## 练习任务
1. 从下文Python数据可视化教程中含有“plt.xticks(rotation=90)”的地方开始，到“ax1 = fig.add_subplot(3,2,1)”结束，将这一段一字不差地照录出来。
2. 下文的Python数据可视化教程在最后一行中断，请从该行之后接着写下去。

## 阅读文本
Python数据可视化
代码已放到GitHub
1.使用matplotlib绘制最简单的趋势图
先查看一下数据
import pandas as pd
unrate = pd.read_csv('unrate.csv')
unrate['DATE'] = pd.to_datetime(unrate['DATE'])
print(unrate.head(12))
DATE VALUE
0 1948-01-01 3.4
1 1948-02-01 3.8
2 1948-03-01 4.0
3 1948-04-01 3.9
4 1948-05-01 3.5
5 1948-06-01 3.6
6 1948-07-01 3.6
7 1948-08-01 3.9
8 1948-09-01 3.8
9 1948-10-01 3.7
10 1948-11-01 3.8
11 1948-12-01 4.0
绘图
import matplotlib.pyplot as plt
first_twelve = unrate[0:12]
plt.plot(first_twelve['DATE'], first_twelve['VALUE'])
plt.show()
plt.plot(first_twelve['DATE'], first_twelve['VALUE'])
plt.xticks(rotation=45)
plt.show()
plt.plot(first_twelve['DATE'], first_twelve['VALUE'])
plt.xticks(rotation=90)
plt.xlabel('Month')
plt.ylabel('Unemployment Rate')
plt.title('Monthly Unemployment Trends, 1948')
plt.show()
2.绘制多张图
2.1绘制子图
例子1
import pandas as pd
import matplotlib.pyplot as plt
import matplotlib.pyplot as plt
fig = plt.figure()
ax1 = fig.add_subplot(3,2,1)
ax2 = fig.add_subplot(3,2,2)
ax3 = fig.add_subplot(3,2,3)
ax4 = fig.add_subplot(3,2,6)
plt.show()
例子2.例如绘制两个子图
import numpy as np
fig = plt.figure()
ax1 = fig.add_subplot(2,1,1)
ax2 = fig.add_subplot(2,1,2)
ax1.plot(np.random.randint(1,5,5), np.arange(5))
ax2.plot(np.arange(10)*3, np.arange(10))
plt.show()
2.2把多条曲线绘制到一个图里
例子1.用不同颜色绘制多条曲线
unrate = pd.read_csv('unrate.csv')
unrate['DATE'] = pd.to_datetime(unrate['DATE'])
fig = plt.figure(figsize=(10,6))

## 所给数据
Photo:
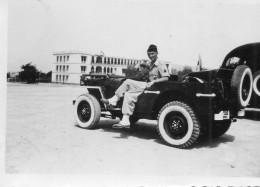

## 参考答案
1.
plt.xticks(rotation=90)
plt.xlabel('Month')
plt.ylabel('Unemployment Rate')
plt.title('Monthly Unemployment Trends, 1948')
plt.show()
2.绘制多张图
2.1绘制子图
例子1
import pandas as pd
import matplotlib.pyplot as plt
import matplotlib.pyplot as plt
fig = plt.figure()
ax1 = fig.add_subplot(3,2,1)

2.
unrate['MONTH'] = unrate['DATE'].dt.month
unrate['MONTH'] = unrate['DATE'].dt.month
colors = ['red', 'blue', 'green', 'orange', 'black']
for i in range(5):
start_index = i*12
end_index = (i+1)*12
subset = unrate[start_index:end_index]
plt.plot(subset['MONTH'], subset['VALUE'], c=colors[i])
plt.show()
例子2.把标签显示出来
fig = plt.figure(figsize=(10,6))
colors = ['red', 'blue', 'green', 'orange', 'black']
for i in range(5):
start_index = i*12
end_index = (i+1)*12
subset = unrate[start_index:end_index]
label = str(1948 + i)
plt.plot(subset['MONTH'], subset['VALUE'], c=colors[i], label=label)
plt.legend(loc='best')
plt.show()
绘制条形图
例子1.
import pandas as pd
reviews = pd.read_csv('fandango_scores.csv')
cols = ['FILM', 'RT_user_norm', 'Metacritic_user_nom', 'IMDB_norm', 'Fandango_Ratingvalue', 'Fandango_Stars']
norm_reviews = reviews[cols]
print(norm_reviews[:1])
FILM RT_user_norm Metacritic_user_nom \
0 Avengers: Age of Ultron (2015) 4.3 3.55
IMDB_norm Fandango_Ratingvalue Fandango_Stars
0 3.9 4.5 5.0
import matplotlib.pyplot as plt
from numpy import arange
num_cols = ['RT_user_norm', 'Metacritic_user_nom', 'IMDB_norm', 'Fandango_Ratingvalue', 'Fandango_Stars']
bar_heights = norm_reviews.loc[0,num_cols].values
print(bar_heights)
bar_positions = arange(5) + 0.75
print(bar_positions)
fig, ax = plt.subplots()
ax.bar(bar_positions, bar_heights, 0.5)
plt.show()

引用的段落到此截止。